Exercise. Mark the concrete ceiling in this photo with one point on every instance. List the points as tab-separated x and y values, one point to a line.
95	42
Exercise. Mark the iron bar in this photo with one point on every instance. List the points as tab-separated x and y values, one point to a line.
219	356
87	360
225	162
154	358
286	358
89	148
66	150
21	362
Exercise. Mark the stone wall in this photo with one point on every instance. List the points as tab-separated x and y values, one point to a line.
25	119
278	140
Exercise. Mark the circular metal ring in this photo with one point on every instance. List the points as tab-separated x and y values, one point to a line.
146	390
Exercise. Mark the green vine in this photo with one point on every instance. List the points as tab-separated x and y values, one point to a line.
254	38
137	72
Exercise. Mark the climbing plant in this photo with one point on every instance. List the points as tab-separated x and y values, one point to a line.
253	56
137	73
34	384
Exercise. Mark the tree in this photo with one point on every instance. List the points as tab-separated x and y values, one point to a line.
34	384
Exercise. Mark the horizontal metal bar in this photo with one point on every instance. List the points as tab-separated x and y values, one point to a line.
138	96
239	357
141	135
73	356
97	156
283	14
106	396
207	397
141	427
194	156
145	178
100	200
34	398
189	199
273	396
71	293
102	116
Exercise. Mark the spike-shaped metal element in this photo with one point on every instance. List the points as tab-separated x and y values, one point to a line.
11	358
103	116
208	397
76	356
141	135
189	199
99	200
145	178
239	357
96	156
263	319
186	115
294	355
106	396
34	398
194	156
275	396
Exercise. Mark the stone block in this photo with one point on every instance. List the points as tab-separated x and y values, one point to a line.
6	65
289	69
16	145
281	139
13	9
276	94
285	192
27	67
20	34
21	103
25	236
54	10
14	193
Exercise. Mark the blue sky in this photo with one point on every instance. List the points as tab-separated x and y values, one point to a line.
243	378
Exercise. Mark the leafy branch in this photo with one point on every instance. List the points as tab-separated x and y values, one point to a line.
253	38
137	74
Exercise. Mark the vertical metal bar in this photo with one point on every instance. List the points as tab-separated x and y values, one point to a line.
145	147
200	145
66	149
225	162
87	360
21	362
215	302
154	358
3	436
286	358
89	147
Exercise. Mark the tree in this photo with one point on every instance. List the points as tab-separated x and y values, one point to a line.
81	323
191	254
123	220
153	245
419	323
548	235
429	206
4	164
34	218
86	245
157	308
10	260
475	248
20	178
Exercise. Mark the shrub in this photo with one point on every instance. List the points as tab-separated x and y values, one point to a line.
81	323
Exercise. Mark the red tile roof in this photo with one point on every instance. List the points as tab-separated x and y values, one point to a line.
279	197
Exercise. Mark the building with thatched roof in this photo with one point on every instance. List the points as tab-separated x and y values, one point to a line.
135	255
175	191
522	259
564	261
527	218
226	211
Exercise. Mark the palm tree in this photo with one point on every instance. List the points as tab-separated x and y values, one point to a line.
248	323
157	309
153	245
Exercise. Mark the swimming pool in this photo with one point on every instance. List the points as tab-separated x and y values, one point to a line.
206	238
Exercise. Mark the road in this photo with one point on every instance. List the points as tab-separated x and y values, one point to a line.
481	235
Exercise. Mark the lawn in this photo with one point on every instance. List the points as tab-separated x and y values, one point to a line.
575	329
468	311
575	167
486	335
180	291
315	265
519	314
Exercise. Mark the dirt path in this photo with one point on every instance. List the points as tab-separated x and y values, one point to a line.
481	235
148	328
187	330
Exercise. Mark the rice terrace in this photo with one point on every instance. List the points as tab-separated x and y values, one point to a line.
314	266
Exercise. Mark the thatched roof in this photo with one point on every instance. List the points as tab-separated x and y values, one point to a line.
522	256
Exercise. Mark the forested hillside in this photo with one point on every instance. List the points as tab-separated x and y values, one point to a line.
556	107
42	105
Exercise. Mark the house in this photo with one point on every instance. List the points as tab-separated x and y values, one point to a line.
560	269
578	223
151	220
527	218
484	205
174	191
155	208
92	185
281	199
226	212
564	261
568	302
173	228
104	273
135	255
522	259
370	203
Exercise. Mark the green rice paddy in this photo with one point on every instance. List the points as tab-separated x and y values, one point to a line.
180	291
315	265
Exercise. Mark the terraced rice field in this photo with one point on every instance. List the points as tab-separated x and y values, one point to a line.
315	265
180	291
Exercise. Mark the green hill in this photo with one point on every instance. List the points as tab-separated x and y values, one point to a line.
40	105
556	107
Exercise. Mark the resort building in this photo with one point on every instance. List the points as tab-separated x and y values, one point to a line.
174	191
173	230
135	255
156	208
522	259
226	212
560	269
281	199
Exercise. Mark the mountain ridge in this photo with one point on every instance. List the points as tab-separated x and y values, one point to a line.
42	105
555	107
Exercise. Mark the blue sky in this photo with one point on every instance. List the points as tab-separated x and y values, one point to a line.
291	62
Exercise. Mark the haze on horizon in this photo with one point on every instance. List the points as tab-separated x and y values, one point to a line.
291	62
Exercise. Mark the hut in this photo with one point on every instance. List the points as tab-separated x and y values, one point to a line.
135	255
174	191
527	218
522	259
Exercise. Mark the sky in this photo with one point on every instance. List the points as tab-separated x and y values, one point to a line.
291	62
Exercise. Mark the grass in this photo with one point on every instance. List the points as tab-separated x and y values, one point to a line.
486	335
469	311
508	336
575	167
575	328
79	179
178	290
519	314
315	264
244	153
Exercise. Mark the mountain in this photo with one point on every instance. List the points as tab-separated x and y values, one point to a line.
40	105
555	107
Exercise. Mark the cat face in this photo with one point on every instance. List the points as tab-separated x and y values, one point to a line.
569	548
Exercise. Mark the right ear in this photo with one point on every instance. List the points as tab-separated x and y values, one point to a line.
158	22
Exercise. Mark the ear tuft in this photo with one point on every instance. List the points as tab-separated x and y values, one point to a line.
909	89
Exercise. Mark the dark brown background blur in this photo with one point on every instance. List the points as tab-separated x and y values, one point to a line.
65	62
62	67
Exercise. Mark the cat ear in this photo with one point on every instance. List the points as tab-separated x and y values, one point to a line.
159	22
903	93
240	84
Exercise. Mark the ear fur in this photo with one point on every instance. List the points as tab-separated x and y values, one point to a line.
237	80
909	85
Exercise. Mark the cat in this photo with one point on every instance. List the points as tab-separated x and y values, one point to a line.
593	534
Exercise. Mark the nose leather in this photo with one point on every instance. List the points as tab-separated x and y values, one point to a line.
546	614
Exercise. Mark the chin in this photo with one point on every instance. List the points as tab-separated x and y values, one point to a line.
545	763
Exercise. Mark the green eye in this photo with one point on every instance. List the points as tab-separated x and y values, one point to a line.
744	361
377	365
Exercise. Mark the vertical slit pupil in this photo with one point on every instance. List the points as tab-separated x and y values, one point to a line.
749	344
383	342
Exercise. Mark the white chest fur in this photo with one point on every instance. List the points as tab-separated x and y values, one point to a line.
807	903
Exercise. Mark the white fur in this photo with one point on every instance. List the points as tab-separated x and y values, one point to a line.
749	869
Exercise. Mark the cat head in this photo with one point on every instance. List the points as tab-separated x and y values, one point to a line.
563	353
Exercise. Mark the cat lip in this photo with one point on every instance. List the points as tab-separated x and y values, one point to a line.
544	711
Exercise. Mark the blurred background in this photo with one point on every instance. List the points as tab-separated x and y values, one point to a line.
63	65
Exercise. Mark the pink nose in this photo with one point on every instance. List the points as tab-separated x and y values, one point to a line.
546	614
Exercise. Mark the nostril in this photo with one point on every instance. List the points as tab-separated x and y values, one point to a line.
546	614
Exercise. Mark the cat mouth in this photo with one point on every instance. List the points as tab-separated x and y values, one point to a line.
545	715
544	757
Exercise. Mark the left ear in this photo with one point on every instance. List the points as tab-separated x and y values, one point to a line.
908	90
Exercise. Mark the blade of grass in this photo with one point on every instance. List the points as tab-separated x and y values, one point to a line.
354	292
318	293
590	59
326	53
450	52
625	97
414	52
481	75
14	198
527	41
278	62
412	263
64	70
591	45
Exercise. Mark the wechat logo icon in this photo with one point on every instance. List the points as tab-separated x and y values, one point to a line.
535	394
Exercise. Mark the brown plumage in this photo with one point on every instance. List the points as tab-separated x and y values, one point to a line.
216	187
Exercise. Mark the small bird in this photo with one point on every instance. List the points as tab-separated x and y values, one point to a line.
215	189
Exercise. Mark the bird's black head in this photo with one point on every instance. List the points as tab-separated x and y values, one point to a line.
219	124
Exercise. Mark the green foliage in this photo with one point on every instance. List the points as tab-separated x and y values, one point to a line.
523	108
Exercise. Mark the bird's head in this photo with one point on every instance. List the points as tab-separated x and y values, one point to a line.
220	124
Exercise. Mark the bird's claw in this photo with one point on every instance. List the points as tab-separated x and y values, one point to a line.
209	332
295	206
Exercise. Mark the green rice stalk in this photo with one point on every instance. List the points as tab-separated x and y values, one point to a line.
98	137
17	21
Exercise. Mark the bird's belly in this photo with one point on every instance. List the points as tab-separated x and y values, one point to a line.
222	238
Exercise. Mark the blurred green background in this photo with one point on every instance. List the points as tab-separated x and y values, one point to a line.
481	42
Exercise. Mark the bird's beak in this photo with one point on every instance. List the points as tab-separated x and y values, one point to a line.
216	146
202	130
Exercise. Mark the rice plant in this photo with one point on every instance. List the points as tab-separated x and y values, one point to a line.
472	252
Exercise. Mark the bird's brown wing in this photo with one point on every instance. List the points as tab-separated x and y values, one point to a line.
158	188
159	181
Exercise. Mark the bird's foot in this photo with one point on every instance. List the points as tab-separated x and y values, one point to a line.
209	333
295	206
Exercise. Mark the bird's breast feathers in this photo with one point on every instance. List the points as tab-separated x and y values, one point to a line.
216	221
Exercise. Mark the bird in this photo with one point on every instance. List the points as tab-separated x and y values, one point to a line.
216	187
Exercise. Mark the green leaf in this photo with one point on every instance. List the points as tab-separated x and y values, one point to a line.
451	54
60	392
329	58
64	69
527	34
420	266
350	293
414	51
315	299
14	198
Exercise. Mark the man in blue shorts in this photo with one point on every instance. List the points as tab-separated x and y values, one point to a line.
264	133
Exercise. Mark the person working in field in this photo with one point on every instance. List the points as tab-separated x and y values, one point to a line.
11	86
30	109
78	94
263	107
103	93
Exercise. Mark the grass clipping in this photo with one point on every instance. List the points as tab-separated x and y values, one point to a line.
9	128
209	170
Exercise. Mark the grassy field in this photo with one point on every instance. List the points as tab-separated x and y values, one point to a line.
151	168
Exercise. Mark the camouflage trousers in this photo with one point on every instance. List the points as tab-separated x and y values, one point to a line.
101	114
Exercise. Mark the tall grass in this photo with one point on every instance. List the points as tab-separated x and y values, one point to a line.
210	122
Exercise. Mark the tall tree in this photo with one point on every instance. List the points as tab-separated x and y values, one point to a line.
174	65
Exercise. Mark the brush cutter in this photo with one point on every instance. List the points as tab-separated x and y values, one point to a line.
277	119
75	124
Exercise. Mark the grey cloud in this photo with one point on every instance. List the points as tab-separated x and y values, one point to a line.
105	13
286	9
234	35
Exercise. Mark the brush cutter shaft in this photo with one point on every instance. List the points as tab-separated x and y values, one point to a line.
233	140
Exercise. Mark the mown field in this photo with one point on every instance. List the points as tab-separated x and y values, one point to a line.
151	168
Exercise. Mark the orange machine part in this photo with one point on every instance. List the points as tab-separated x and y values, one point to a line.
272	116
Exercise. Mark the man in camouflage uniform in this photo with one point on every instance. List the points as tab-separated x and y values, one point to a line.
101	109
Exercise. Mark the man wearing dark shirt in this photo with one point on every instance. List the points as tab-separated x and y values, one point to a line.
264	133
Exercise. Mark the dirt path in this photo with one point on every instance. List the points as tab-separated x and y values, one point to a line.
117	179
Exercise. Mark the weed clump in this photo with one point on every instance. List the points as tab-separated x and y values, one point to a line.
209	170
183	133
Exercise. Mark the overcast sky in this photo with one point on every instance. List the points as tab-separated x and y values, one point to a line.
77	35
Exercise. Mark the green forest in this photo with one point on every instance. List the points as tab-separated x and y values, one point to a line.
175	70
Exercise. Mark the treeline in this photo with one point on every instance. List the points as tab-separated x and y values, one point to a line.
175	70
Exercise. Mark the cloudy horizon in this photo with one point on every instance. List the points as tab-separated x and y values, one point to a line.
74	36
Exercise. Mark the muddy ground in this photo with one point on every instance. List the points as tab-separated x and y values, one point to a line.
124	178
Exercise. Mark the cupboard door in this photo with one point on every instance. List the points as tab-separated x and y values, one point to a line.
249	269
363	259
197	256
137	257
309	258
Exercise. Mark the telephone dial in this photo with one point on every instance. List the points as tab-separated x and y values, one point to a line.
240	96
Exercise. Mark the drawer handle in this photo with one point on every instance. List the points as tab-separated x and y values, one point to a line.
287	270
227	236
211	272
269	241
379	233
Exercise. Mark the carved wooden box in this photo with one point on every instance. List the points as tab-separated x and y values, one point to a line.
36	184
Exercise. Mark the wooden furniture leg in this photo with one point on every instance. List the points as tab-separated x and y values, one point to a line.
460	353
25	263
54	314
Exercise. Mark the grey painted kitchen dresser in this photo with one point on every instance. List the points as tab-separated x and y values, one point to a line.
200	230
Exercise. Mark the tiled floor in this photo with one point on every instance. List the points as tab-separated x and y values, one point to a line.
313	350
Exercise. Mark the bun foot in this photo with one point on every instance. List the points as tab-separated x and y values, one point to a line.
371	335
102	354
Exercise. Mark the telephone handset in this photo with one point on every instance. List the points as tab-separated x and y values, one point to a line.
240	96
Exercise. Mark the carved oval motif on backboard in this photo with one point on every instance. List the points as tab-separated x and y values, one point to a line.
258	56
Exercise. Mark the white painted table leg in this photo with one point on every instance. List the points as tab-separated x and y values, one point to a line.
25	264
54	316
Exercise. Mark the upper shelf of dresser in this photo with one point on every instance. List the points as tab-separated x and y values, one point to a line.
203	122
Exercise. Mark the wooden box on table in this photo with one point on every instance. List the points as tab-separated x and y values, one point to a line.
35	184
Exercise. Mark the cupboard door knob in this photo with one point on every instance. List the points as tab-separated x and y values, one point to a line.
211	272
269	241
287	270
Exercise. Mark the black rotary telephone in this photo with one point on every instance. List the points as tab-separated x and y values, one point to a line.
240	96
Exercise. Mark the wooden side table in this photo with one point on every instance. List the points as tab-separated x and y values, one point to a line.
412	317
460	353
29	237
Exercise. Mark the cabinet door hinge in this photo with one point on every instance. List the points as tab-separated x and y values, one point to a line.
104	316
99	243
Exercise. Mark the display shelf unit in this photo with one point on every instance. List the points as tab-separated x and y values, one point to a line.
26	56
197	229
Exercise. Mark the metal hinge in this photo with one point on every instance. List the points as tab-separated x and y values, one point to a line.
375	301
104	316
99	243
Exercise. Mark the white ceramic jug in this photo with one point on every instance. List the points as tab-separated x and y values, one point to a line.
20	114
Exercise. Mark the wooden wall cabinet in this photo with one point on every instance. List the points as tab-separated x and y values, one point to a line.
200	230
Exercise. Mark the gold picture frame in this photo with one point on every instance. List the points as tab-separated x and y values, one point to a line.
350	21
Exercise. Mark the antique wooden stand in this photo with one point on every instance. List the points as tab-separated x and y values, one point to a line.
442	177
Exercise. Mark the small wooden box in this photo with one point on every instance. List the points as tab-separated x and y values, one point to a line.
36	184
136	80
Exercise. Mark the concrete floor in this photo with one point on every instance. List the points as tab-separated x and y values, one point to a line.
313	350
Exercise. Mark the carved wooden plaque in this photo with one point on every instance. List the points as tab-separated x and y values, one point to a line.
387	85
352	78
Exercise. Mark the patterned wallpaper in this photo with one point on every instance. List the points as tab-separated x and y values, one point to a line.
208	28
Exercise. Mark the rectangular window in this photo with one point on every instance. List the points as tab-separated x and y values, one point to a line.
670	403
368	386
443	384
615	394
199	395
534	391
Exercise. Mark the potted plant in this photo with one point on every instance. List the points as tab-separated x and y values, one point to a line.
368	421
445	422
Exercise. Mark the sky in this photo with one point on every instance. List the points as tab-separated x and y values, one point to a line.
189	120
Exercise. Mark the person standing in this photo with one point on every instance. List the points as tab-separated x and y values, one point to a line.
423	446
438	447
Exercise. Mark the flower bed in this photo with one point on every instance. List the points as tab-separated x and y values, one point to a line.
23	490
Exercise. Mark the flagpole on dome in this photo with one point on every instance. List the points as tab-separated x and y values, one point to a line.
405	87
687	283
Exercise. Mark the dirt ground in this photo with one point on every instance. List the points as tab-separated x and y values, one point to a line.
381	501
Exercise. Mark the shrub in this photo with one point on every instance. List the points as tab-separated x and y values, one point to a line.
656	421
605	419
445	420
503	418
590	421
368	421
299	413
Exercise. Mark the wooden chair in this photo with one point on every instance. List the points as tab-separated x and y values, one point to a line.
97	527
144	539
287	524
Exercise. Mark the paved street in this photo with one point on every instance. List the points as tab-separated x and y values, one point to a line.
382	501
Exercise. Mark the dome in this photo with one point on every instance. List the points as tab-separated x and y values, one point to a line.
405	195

## What you should do
Extract the lines above from the one containing "Exercise. Mark the dirt ground" to the last line, both included, exactly as written.

## Solution to the problem
Exercise. Mark the dirt ground in this photo with one point on every instance. List the points as tab-separated x and y values, one point to a line.
381	501
Exercise. Mark the shrub in this photo with one point on every instance. List the points as tab-separated x and y values, one point to a line.
656	421
605	419
445	420
503	418
590	421
368	421
299	413
Exercise. Mark the wooden chair in this photo with one point on every instance. List the points as tab-separated x and y values, one point to a line.
97	527
144	539
287	524
Exercise. Mark the paved street in this photo with one point on every instance. List the points as tab-separated x and y values, one point to a line.
382	501
Exercise. Mark the dome in this photo with one point on every instance. List the points as tab-separated x and y values, one point to a line.
405	195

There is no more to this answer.